## PROBLEM A:
Reproduce the passage of the PostgreSQL sort thread between "explain (analyze,verbose,buffers) select" and "time=6433.138..6433.140 rows=10 loops=1)", inclusive.
## PROBLEM B:
Give a two-sentence summary of the PostgreSQL sort thread.

--- start DOCUMENT ---

Now I think that 64MB is not enough to sort such large values and postgres will use temp files,
but in fact it does not.

select temp_files, temp_bytes from pg_stat_database where datname = current_catalog;
 temp_files | temp_bytes 
------------+------------
          0 |          0

explain (analyze,verbose,buffers) select v from t1 order by v;
                                                  QUERY PLAN                                                   
---------------------------------------------------------------------------------------------------------------
 Sort  (cost=94.38..97.78 rows=1360 width=32) (actual time=6433.138..6433.140 rows=10 loops=1)
   Output: v
   Sort Key: t1.v
   Sort Method: quicksort  Memory: 25kB
   Buffers: shared hit=543881 read=679794 written=118012
   ->  Seq Scan on public.t1  (cost=0.00..23.60 rows=1360 width=32) (actual time=0.007..0.009 rows=10 loops=1)
         Output: v
         Buffers: shared hit=1
 Planning Time: 0.035 ms
 Execution Time: 6433.155 ms

> Sort Method: quicksort  Memory: 25kB

select temp_files, temp_bytes from pg_stat_database where datname = current_catalog;
 temp_files | temp_bytes 
------------+------------
          0 |          0

WOW! How does it work?! :-)

-- 
Sergey Burladyan



Re: How does postgres sort large strings?

From
Francisco Olarte
Date:
On Fri, 22 Jul 2022 at 16:46, Sergey Burladyan <eshkinkot@gmail.com> wrote:
> I thought that the sorting values are stored entirely in work_mem, but in fact it works somehow differently.

--- end DOCUMENT ---
--- start SUPPLIED DATA ---

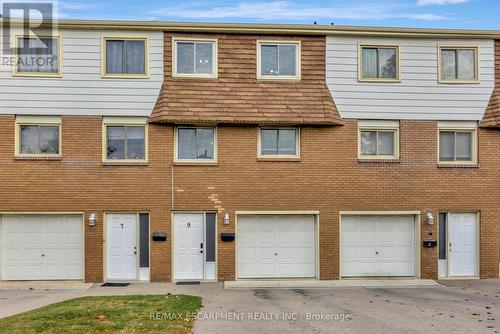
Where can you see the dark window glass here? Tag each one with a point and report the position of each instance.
(144, 240)
(210, 237)
(442, 236)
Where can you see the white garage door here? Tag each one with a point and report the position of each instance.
(276, 246)
(42, 247)
(377, 246)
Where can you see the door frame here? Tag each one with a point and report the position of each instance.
(478, 240)
(418, 242)
(51, 213)
(172, 244)
(313, 213)
(137, 239)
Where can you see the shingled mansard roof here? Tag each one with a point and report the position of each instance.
(237, 97)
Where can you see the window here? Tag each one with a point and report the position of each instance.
(278, 60)
(458, 64)
(196, 58)
(195, 144)
(125, 142)
(280, 142)
(456, 146)
(379, 63)
(125, 57)
(38, 56)
(38, 139)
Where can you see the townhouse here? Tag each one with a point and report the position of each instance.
(172, 151)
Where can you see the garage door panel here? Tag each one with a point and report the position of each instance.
(42, 247)
(383, 246)
(284, 246)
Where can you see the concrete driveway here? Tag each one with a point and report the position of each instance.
(459, 307)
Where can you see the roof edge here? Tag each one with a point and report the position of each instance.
(297, 29)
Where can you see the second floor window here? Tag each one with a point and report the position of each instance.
(39, 139)
(125, 57)
(195, 144)
(279, 142)
(195, 58)
(38, 56)
(278, 60)
(379, 63)
(458, 64)
(125, 142)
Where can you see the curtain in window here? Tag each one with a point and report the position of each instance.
(446, 146)
(463, 146)
(203, 60)
(135, 57)
(287, 60)
(185, 57)
(385, 143)
(115, 53)
(116, 142)
(269, 60)
(368, 143)
(135, 142)
(466, 63)
(369, 63)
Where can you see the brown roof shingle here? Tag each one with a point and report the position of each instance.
(236, 96)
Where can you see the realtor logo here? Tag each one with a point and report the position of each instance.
(23, 23)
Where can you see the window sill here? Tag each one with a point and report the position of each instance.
(394, 161)
(35, 158)
(124, 163)
(196, 163)
(458, 165)
(278, 159)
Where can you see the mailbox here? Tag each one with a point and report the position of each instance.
(227, 236)
(159, 236)
(430, 243)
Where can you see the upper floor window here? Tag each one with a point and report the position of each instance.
(38, 56)
(379, 63)
(378, 139)
(195, 144)
(279, 142)
(195, 58)
(125, 57)
(278, 60)
(458, 64)
(125, 139)
(457, 142)
(38, 136)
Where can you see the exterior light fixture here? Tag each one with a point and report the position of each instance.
(92, 219)
(430, 218)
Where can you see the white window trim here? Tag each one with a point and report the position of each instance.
(200, 161)
(123, 122)
(144, 75)
(36, 120)
(213, 75)
(458, 47)
(298, 62)
(58, 74)
(360, 63)
(474, 139)
(394, 129)
(279, 156)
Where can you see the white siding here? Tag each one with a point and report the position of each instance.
(81, 90)
(418, 95)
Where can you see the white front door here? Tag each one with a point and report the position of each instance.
(377, 245)
(276, 246)
(41, 247)
(462, 244)
(188, 246)
(121, 246)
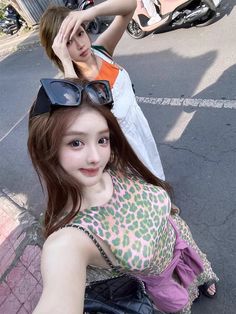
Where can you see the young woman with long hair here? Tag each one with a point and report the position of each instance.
(94, 180)
(68, 45)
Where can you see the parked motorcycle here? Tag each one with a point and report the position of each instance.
(174, 14)
(93, 26)
(12, 21)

--- end SUPPLIED DATA ---

## FINAL RESULT A:
explain (analyze,verbose,buffers) select v from t1 order by v;
                                                  QUERY PLAN                                                   
---------------------------------------------------------------------------------------------------------------
 Sort  (cost=94.38..97.78 rows=1360 width=32) (actual time=6433.138..6433.140 rows=10 loops=1)

## FINAL RESULT B:
Sergey Burladyan expected that 64MB would not be enough to sort such large values and that PostgreSQL would use temp files, but pg_stat_database showed zero temp files and zero temp bytes both before and after the query. The EXPLAIN output for ordering v from t1 reports a quicksort using 25kB of memory on 10 rows, with an execution time of 6433.155 ms.